> _Tasks and exercises_:
[a] In the passage on the Folau controversy, which Bible verses is Folau's Instagram post loosely based on?
[b] The passage on the Folau controversy states that Rugby Australia is not alone in this dispute. In one to three sentences, explain what the passage gives as grounds for that claim.
[c] From the passage on the Folau controversy, reproduce word for word the span from "Here’s the problem." up to and including "to modern-day values.".

___ Supplied passage

The statement went on to say that “no vilification based on race, gender, religion or sexuality is acceptable and no language that isolates, divides or insults people based on any of those factors can be tolerated.”
Here’s the problem. Folau’s Instagram post is loosely based on 1 Corinthians 6:9-10, where St Paul writes: “Do you not know that the unrighteous will not inherit the kingdom of God? Do not be deceived; neither the immoral, nor idolaters, nor adulterers, nor sexual perverts, nor thieves, nor the greedy, nor drunkards, nor revilers, nor robbers will inherit the kingdom of God.”
In condemning Folau as they did, Rugby Australia, NSW Rugby Union and the countless commentators who piled on calling for Folau’s sacking have said that quoting a sacred text that more than half of the country still professes to believe in (even if they don’t express it or even live by it) is contrary to modern-day values.
And it’s not just Rugby Australia. Its counterpart in the UK is also stepping into the fight, threatening disciplinary action against one of its players who had the temerity to defend Folau.

______
___ Dataset rows

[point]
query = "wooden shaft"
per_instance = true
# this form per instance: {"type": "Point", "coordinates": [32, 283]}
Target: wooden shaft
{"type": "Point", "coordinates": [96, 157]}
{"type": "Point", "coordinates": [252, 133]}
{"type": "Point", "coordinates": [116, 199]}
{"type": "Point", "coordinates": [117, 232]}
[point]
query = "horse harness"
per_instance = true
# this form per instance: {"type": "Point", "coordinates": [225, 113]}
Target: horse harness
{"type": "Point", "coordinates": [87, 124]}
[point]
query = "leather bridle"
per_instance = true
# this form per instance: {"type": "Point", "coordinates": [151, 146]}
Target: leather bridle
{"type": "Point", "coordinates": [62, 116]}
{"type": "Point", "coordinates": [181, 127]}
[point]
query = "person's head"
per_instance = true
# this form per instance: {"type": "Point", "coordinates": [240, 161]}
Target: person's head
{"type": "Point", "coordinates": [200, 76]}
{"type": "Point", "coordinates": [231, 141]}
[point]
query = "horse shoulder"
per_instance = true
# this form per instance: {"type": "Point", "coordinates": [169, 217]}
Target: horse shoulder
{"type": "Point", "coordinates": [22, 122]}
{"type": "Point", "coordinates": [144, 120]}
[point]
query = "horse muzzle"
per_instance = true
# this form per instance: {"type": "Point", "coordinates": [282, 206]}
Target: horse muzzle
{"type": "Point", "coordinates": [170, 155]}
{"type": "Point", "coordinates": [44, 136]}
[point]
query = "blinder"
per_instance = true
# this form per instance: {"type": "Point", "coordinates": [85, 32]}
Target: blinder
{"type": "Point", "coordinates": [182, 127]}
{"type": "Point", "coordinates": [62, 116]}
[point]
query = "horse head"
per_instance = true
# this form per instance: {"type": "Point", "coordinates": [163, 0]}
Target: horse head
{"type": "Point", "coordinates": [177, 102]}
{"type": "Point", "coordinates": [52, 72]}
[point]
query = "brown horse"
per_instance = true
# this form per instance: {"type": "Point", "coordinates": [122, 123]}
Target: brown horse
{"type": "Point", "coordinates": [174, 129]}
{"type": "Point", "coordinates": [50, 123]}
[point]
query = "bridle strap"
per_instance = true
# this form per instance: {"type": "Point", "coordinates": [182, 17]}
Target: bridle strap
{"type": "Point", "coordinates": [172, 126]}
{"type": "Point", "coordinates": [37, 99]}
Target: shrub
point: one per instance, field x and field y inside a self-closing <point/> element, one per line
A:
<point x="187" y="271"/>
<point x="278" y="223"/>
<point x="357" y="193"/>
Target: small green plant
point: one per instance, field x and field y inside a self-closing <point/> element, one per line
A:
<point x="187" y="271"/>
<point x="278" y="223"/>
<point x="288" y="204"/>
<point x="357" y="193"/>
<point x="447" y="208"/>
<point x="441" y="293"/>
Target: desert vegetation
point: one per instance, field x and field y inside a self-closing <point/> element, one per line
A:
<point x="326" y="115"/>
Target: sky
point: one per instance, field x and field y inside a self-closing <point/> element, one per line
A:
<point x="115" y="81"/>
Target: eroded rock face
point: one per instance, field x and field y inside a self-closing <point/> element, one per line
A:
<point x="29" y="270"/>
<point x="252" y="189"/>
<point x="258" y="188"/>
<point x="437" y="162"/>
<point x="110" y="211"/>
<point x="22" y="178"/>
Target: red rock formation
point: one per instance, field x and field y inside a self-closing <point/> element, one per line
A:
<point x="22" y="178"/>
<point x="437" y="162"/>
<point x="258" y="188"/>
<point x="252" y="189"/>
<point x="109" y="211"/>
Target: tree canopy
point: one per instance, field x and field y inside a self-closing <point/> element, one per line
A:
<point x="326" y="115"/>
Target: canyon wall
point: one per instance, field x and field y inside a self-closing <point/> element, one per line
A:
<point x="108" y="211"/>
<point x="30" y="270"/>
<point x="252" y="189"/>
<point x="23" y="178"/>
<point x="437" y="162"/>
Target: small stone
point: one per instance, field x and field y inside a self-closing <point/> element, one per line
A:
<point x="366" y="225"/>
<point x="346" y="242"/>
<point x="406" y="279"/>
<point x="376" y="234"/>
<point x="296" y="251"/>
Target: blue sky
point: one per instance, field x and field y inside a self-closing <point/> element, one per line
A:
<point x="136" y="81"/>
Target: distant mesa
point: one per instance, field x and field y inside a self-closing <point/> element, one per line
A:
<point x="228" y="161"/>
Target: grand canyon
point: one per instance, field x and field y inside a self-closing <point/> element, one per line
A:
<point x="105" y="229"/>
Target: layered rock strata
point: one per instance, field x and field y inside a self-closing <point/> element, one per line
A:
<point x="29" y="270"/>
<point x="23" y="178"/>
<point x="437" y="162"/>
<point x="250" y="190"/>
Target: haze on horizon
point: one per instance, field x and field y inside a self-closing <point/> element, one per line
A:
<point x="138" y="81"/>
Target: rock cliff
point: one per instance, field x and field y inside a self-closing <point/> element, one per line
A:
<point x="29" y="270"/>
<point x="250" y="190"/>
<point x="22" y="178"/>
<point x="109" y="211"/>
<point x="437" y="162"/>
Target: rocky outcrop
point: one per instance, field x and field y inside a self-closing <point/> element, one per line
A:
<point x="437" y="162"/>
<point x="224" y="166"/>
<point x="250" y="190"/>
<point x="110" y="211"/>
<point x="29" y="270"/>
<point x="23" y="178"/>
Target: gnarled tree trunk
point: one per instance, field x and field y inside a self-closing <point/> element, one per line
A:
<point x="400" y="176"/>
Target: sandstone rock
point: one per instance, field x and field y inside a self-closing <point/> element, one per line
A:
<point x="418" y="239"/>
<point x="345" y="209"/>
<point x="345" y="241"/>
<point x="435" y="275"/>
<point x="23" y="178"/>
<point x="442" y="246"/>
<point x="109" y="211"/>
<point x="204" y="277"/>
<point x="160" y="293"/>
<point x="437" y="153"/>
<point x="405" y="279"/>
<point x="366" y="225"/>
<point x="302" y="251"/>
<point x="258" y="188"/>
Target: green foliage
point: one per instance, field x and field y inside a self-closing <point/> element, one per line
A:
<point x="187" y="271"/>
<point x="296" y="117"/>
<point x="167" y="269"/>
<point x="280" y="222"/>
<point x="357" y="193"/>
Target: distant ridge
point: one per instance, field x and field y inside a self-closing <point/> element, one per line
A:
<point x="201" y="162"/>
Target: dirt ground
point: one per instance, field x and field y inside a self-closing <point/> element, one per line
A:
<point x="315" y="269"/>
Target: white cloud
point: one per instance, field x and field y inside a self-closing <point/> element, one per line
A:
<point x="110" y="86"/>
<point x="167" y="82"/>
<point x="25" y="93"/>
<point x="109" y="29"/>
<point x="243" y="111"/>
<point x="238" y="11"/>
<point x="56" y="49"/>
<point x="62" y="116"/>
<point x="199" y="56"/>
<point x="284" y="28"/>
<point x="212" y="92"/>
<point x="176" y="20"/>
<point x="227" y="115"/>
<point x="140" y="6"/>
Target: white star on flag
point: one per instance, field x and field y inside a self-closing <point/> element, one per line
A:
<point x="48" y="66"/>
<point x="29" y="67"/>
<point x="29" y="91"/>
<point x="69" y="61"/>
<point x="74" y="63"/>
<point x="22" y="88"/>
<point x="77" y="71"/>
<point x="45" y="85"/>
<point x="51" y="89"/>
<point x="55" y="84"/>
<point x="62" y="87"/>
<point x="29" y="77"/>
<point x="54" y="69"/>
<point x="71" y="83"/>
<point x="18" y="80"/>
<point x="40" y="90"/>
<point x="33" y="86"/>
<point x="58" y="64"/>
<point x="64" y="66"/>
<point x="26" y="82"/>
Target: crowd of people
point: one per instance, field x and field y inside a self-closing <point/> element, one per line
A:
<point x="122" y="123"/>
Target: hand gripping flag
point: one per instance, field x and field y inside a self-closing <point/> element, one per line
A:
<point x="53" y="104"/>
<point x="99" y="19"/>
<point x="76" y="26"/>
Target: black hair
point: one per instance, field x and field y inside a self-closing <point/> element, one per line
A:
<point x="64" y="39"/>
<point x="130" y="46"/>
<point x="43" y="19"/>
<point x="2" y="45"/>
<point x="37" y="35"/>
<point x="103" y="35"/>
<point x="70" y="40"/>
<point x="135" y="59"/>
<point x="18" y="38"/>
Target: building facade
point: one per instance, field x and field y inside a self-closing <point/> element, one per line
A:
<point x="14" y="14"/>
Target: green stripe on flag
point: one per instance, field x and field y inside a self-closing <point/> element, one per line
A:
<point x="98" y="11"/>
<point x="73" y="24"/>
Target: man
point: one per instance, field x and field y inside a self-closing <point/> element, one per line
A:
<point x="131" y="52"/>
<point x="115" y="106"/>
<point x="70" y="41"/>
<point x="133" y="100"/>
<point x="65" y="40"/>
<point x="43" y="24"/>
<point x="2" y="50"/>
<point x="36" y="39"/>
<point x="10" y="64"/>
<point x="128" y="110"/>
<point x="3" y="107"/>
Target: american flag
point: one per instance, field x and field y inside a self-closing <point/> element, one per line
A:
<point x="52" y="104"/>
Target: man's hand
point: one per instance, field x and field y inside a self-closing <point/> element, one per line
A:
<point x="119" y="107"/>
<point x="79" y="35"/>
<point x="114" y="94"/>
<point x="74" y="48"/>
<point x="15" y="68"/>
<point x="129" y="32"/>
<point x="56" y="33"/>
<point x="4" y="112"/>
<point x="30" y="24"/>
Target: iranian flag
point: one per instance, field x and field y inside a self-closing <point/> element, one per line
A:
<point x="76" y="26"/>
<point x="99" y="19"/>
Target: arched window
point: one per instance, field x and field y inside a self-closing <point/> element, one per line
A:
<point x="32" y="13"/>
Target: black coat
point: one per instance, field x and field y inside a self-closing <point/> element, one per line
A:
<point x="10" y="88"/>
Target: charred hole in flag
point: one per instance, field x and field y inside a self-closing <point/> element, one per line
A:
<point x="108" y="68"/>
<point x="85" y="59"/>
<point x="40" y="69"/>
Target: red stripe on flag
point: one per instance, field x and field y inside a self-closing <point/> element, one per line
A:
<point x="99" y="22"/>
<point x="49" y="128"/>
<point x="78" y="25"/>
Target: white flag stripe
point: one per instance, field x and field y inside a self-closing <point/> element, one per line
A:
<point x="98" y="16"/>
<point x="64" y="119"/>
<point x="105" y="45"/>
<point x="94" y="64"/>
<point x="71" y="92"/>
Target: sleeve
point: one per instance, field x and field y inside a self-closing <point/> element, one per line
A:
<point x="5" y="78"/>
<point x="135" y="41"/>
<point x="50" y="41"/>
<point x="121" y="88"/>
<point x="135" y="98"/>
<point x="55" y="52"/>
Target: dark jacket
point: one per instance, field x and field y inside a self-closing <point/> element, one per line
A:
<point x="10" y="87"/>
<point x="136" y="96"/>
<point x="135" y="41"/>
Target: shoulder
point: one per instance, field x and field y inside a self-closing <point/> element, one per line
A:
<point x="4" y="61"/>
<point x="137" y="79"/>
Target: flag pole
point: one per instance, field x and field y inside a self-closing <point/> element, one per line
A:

______

> _Answers for the exercise_:
[a] 1 Corinthians 6:9-10.

[b] Rugby Australia's counterpart in the UK has also entered the fight. It is threatening disciplinary action against one of its players who defended Folau.

[c]
Here’s the problem. Folau’s Instagram post is loosely based on 1 Corinthians 6:9-10, where St Paul writes: “Do you not know that the unrighteous will not inherit the kingdom of God? Do not be deceived; neither the immoral, nor idolaters, nor adulterers, nor sexual perverts, nor thieves, nor the greedy, nor drunkards, nor revilers, nor robbers will inherit the kingdom of God.”
In condemning Folau as they did, Rugby Australia, NSW Rugby Union and the countless commentators who piled on calling for Folau’s sacking have said that quoting a sacred text that more than half of the country still professes to believe in (even if they don’t express it or even live by it) is contrary to modern-day values.